Aufgabe: Schreiben Sie aus dem folgenden Text über Beiträge an eine österreichische Vorsorgekasse den Abschnitt wortgetreu ab, der mit den Worten „Beiträge eines österreichischen“ beginnt und mit „Zukunftssicherung geleistet werden.“ endet.

BFH: Beiträge des österreichischen Arbeitgebers an eine österreichische betriebliche Vorsorgekasse als Arbeitslohn

 Beiträge eines österreichischen Arbeitgebers für seinen in Deutschland wohnhaften Arbeitnehmer an eine österreichische betriebliche Vorsorgekasse stellen Arbeitslohn dar. Die Beiträge können jedoch steuerfrei sein, wenn sie für eine dem deutschen Sozialversicherungssystem vergleichbare Zukunftssicherung geleistet werden.

Sachverhalt

Der Kläger hat im Jahr 2013 seinen Wohnsitz aus Österreich nach Deutschland verlegt. Seine Beschäftigung in Österreich hat er beibehalten. Der österreichische Arbeitgeber hatte – gemäß gesetzlicher Verpflichtung aufgrund des Betrieblichen Mitarbeiter- und Selbständigenvorsorgegesetzes der Republik Österreich (BMSVG) – für den Kläger Beiträge in Höhe von 1,53 % des Bruttoarbeitslohns in die betriebliche Vorsorgekasse (BV-Kasse) geleistet. Durch die Leistung dieser Beiträge erwarb der Kläger sogenannte Abfertigungsanwartschaften, die im Falle der Beendigung des Arbeitsverhältnisses, geknüpft an verschiedene Bedingungen, in unterschiedlicher Weise zur Auszahlung gelangen können. Ein Verfall der geleisteten Beiträge ist nicht vorgesehen. Im Fall des Todes des Arbeitnehmers erhalten die nächsten Familienangehörigen die geleisteten Beiträge ausbezahlt. Das deutsche Wohnsitzfinanzamt des Klägers rechnete für die Streitjahre 2013 und 2014 dem vom Arbeitnehmer nunmehr als Grenzgänger bezogenen Bruttoarbeitslohn die von seinem österreichischen Arbeitgeber an die BV-Kasse geleisteten Beiträge hinzu.

Die Einsprüche des Klägers hiergegen blieben erfolglos. Das Finanzgericht (FG München) gab der daraufhin erhobenen Klage statt, indem es die Beiträge in die BV-Kasse zwar als Arbeitslohn qualifizierte, diese jedoch als steuerfreie Zukunftssicherungsleistungen i.S.v. § 3 Nr. 62 EStG einordnete.

Extrahierte Einträge:
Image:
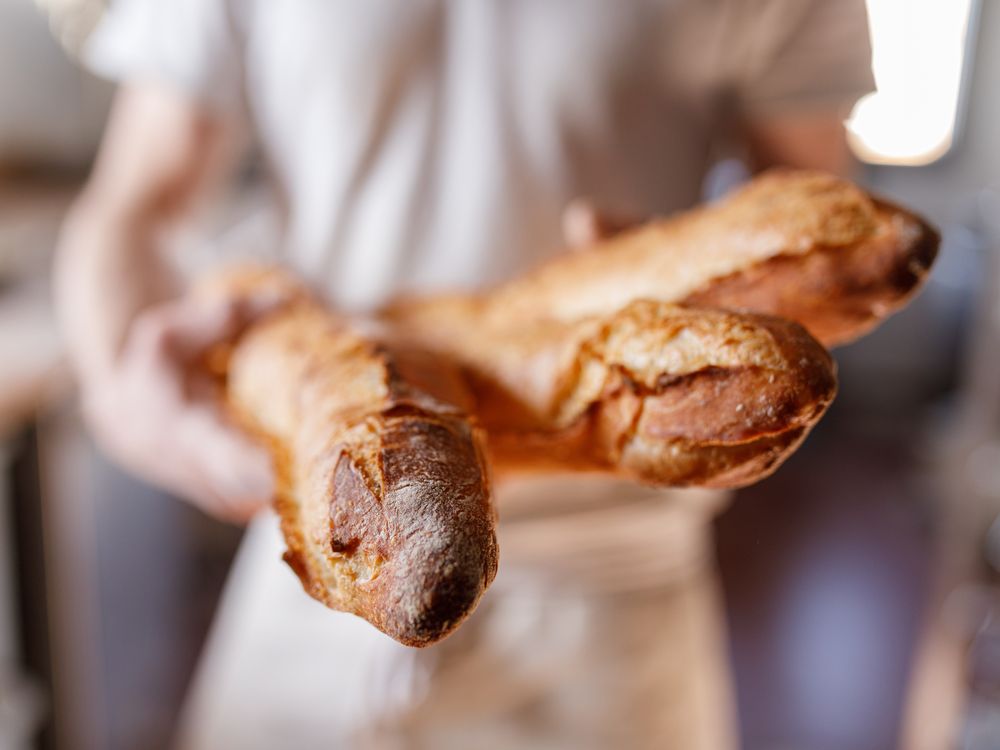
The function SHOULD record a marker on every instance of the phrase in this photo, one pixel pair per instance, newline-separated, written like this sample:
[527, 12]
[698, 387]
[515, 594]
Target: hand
[583, 225]
[158, 413]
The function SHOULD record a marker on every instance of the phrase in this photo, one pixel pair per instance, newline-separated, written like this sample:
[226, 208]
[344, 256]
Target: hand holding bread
[614, 359]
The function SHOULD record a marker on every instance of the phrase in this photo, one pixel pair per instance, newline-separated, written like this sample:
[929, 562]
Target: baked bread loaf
[654, 392]
[384, 489]
[801, 245]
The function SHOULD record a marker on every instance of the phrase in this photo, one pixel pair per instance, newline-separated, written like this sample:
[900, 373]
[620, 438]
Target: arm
[809, 140]
[130, 339]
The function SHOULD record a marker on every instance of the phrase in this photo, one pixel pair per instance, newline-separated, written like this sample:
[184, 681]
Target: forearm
[109, 267]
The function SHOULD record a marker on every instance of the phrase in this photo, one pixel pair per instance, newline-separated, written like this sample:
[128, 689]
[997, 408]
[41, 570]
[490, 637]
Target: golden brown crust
[803, 245]
[837, 292]
[656, 392]
[384, 491]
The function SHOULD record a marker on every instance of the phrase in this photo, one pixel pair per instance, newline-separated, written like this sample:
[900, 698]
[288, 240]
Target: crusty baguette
[384, 492]
[801, 245]
[654, 392]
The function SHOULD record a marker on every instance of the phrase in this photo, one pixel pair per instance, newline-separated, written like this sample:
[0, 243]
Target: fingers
[186, 328]
[583, 225]
[233, 477]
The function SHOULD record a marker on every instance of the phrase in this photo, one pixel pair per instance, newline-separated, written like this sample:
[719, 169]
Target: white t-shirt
[427, 144]
[420, 144]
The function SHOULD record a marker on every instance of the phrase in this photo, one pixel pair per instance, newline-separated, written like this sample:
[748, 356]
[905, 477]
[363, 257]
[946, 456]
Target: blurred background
[860, 581]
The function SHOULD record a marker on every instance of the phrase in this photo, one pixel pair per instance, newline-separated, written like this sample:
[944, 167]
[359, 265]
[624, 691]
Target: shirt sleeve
[801, 54]
[190, 44]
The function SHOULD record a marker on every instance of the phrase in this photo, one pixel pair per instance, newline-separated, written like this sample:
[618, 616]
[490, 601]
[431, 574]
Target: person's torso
[432, 144]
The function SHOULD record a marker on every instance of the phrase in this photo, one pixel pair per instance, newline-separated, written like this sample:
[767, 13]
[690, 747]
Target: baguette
[800, 245]
[384, 490]
[654, 392]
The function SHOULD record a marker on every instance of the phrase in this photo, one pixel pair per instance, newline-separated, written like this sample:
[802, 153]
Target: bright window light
[918, 53]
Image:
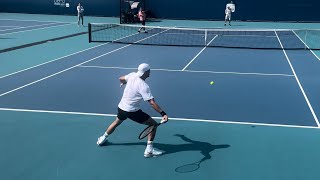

Richtige Antwort:
Beiträge eines österreichischen Arbeitgebers für seinen in Deutschland wohnhaften Arbeitnehmer an eine österreichische betriebliche Vorsorgekasse stellen Arbeitslohn dar. Die Beiträge können jedoch steuerfrei sein, wenn sie für eine dem deutschen Sozialversicherungssystem vergleichbare Zukunftssicherung geleistet werden.